Mesmo sem compreender exatamente a estratégia, vamos à boa notícia: 

Na última sexta-feira deste mês, 29 de abril, a plataforma de streaming de cinema brasileiro Itaú Cultural Play – itauculturalplay.com.br – amplia as suas parcerias com a recém firmada com a Cinemateca Brasileira, em São Paulo. A exibição de 13 filmes – vindos desta fundamental memória do cinema do país, que contém mais de 40 mil títulos e um vasto acervo documental que abarca 120 anos da produção nacional –, se divide em duas mostras de obras preservadas pela instituição.

O cinema sempre foi colorido traz seis produções dos tempos do cinema mudo brasileiro, colorizadas por técnicas como pintura à mão, estêncil, tingimento e viragem. Veja o Brasil apresenta sete filmes curtos realizados pelo pesquisador Alceu Maynard de Araújo para a extinta TV Tupi, nos anos de 1950.

 

“Esta nossa parceria com a Cinemateca celebra o mais importante patrimônio cinematográfico brasileiro”, diz Eduardo Saron, diretor do Itaú Cultural. “Não há o novo e novas fronteiras sem a memória. Ela nos dá repertório e referência para avançarmos. Portanto preservar a cultura e seu legado é garantir o futuro identitário e diverso que desejamos”, conclui.

 

“Um dos objetivos primordiais da Cinemateca Brasileira é a preservação da memória audiovisual brasileira e a parceria com o Itaú Cultural abre espaço para que o público conheça filmes do seu acervo, incluindo conteúdos inéditos restaurados pela instituição”, diz a diretora da Cinemateca Brasileira, Maria Dora Genis Mourão.

 

Maior acervo de filmes da América do Sul e membro pioneiro da Federação Internacional de Arquivo de Filmes – FIAF, a Cinemateca tem sua origem em 1946 com o segundo Clube de Cinema de São Paulo; passando em 1949 à Filmoteca do Museu de Arte Moderna de São Paulo, e em 1956 torna-se Cinemateca Brasileira. Foi idealizada pelo seu conservador-chefe e diretor Paulo Emílio Sales Gomes – para quem o site do Itaú Cultural presta homenagem, publicando, também em 29 de abril, texto sobre ele, assinado por Carlos Augusto Calil, presidente do Conselho de Administração da Cinemateca.
========
## O QUE FAZER
1 – Diga se cada afirmação concorda com o trecho, respondendo sim ou não e citando literalmente as palavras decisivas: (a) A mostra Veja o Brasil reúne sete filmes curtos feitos para a TV Tupi. (b) A instituição passou a se chamar Cinemateca Brasileira em 1949. (c) O acervo da Cinemateca tem mais de 40 mil títulos.
2 – Por favor, copie do trecho, sem mudar nada, a parte que começa com “O cinema sempre” e segue até “anos de 1950.”.

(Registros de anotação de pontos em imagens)
========
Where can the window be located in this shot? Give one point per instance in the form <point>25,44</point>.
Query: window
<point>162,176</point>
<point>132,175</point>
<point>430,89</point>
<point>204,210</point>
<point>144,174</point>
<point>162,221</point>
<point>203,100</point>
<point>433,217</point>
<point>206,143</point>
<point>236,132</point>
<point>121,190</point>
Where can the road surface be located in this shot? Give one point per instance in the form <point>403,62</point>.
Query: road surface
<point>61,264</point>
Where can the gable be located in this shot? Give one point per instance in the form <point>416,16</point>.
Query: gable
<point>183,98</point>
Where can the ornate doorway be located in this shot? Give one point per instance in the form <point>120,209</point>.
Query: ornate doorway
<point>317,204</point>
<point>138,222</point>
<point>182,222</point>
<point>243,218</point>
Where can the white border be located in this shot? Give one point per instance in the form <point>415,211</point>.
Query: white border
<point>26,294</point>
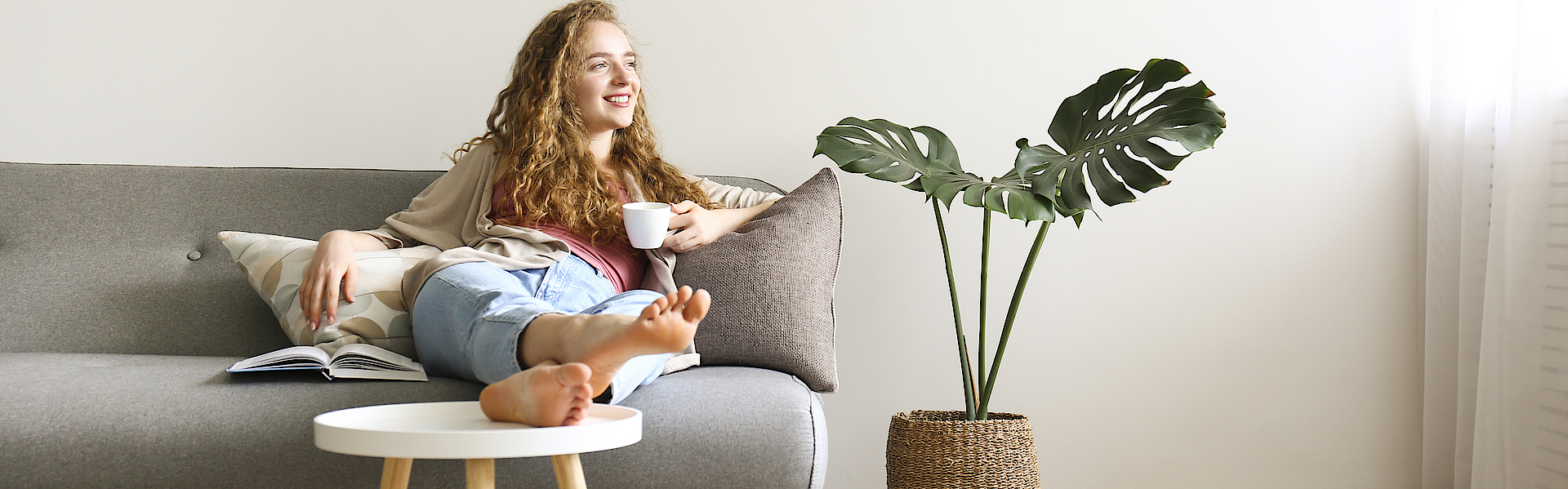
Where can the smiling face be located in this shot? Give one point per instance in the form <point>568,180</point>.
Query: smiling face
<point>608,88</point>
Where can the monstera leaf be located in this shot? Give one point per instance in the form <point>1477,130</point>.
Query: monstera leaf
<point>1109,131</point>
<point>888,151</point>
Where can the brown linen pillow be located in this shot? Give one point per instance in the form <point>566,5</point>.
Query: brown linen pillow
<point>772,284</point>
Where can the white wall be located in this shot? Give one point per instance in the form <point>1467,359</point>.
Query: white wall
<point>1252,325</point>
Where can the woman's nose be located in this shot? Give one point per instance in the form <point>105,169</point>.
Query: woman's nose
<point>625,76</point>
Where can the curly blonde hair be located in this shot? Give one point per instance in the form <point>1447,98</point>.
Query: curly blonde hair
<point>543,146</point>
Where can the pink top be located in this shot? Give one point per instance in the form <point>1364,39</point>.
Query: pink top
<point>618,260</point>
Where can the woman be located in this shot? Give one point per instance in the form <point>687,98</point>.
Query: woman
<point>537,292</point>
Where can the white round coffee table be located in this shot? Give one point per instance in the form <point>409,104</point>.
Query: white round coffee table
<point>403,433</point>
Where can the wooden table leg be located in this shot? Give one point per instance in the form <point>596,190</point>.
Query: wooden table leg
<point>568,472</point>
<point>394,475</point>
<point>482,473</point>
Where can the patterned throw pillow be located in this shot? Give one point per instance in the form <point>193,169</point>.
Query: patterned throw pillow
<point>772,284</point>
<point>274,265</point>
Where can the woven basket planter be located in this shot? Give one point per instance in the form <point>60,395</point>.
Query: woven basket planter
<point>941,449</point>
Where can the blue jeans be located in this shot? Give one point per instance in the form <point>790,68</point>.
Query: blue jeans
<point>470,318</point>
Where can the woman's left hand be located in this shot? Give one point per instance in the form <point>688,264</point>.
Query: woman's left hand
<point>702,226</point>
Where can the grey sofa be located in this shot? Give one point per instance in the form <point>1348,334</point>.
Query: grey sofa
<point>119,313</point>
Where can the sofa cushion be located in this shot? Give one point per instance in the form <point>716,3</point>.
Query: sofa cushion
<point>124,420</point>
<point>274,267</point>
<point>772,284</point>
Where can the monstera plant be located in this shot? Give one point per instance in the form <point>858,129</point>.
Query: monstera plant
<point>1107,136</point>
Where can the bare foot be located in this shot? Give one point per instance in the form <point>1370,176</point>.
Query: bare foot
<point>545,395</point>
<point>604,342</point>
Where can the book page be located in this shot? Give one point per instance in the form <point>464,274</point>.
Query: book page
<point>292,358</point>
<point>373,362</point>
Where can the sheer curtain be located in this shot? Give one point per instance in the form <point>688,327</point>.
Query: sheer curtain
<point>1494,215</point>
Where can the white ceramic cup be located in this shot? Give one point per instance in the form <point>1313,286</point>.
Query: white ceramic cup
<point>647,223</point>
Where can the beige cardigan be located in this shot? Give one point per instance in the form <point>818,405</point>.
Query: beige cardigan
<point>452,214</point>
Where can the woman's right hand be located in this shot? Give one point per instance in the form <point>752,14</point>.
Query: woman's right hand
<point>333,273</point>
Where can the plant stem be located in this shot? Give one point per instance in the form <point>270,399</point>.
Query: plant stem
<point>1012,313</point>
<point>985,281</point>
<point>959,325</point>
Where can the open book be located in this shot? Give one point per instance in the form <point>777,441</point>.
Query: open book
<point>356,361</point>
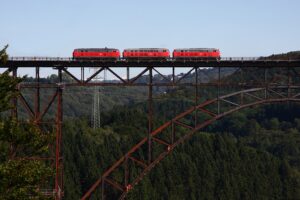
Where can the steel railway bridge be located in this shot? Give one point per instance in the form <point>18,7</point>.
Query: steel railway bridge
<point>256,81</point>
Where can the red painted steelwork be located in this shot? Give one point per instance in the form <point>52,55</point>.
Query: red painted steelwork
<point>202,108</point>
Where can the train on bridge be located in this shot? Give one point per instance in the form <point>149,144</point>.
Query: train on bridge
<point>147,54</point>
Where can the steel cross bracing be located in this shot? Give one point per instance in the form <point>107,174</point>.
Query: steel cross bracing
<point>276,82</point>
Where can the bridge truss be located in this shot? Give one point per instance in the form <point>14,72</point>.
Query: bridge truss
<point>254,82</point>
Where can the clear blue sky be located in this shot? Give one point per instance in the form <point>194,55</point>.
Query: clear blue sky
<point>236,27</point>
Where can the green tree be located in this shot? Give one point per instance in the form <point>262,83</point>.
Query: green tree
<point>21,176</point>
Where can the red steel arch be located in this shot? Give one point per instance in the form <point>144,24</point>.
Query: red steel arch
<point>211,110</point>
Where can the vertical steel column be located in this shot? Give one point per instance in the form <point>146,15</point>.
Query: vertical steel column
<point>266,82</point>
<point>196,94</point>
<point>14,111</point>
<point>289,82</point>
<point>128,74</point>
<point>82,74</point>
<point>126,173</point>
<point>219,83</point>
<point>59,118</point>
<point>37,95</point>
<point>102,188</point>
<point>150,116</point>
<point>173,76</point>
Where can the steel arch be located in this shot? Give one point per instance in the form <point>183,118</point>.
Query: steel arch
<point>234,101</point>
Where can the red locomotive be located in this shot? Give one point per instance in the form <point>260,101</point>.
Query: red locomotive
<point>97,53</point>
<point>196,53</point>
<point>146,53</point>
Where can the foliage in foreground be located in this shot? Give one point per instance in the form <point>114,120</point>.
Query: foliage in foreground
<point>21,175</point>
========
## SOLUÇÕES COMPLETAS
1 –
(a) Sim: “Veja o Brasil apresenta sete filmes curtos realizados pelo pesquisador Alceu Maynard de Araújo para a extinta TV Tupi, nos anos de 1950.”
(b) Não: “e em 1956 torna-se Cinemateca Brasileira.”
(c) Sim: “que contém mais de 40 mil títulos”

2 –
O cinema sempre foi colorido traz seis produções dos tempos do cinema mudo brasileiro, colorizadas por técnicas como pintura à mão, estêncil, tingimento e viragem. Veja o Brasil apresenta sete filmes curtos realizados pelo pesquisador Alceu Maynard de Araújo para a extinta TV Tupi, nos anos de 1950.